The final value was K = 15, because it provided a balance between cluster separation and interpretability.
These clusters do not represent individual species. Each cluster represents a plant suitability profile based on similar combinations of light, humidity, moisture, drought tolerance and temperature requirements.


Indoor Environmental Tiles
The spatial dataset is based on the idea that a room is not one uniform environment. Environmental conditions change depending on building orientation, facade ratios and the position of each point inside the room.

Each design scenario is divided into a grid of 100 comparable tiles. Every tile stores environmental information such as:
- Relative humidity
- Useful Daylight Illuminance, or UDI
- Sun hours
- Radiation
- Light index

The project evaluates 431 scenarios. Since each scenario contains 100 tiles, the final spatial dataset contains:
431 scenarios × 100 tiles = 43,100 tile records
Suitability Scoring and Label Generation
Each tile is compared with all 15 plant profiles. The suitability score is calculated using a weighted compatibility formula:
Suitability = 0.45 × sun compatibility + 0.35 × humidity compatibility + 0.20 × light index compatibility

These weights are explicit design assumptions. They make the decision process clear and traceable, but they should not be interpreted as universal ecological truth.

+-------+

### Set of tasks
1) List the kinds of environmental information that the plant suitability passage says each tile stores.
2) Write a continuation of the plant suitability passage that begins after its last sentence.

+-------+

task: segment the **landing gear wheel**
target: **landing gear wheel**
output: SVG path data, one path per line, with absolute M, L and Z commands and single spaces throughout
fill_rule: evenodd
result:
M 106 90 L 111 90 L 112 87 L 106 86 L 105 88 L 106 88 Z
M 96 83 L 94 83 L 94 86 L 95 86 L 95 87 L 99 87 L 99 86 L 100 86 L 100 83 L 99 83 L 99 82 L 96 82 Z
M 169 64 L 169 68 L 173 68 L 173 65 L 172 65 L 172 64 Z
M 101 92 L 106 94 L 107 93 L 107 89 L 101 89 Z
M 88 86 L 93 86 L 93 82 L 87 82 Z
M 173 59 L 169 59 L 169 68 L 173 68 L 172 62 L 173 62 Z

+-------+

### Responses per task
1) Relative humidity, Useful Daylight Illuminance (UDI), sun hours, radiation, light index

2)
For every tile, the workflow generates 15 plant cluster scores and converts them into probabilities. The cluster with the highest probability becomes the derived label: classified_cluster.
Machine-Learning Validation

The project uses the derived classified_cluster label as the target for machine-learning classification. Two main model families were tested:
- Random Forest
- Gradient Boosting

The validation separates two different questions:
- Environmental-only models test whether raw spatial conditions can predict plant suitability.
- Full deployment models include environmental features, suitability scores, probabilities and PCA features, acting as a deployment layer for Grasshopper.
Because the target label is generated from the scoring workflow, the model results are interpreted as internal workflow consistency, not as independent ecological validation.
Class Imbalance

The dataset is imbalanced. Cluster 10 dominates many scenarios, so accuracy alone can be misleading. For this reason, balanced accuracy and macro F1-score are used to evaluate how well the model performs across minority classes.
This distinction is important because a model can appear accurate by predicting the dominant class, while still performing poorly on less frequent plant profiles.
Grasshopper Deployment
The final output is exported as a CSV file for Grasshopper. The deployment does not load all 43,100 rows at once. Instead, Grasshopper reads one selected scenario at a time, using 100 tiles per scenario.


The deployment workflow uses:
- CSV path
- Start row
- Maximum rows
- Python CSV reader
- Tile generator
- Custom Preview
The final Grasshopper visualization maps each TILE_ID with its predicted plant cluster, producing a coloured spatial tile map.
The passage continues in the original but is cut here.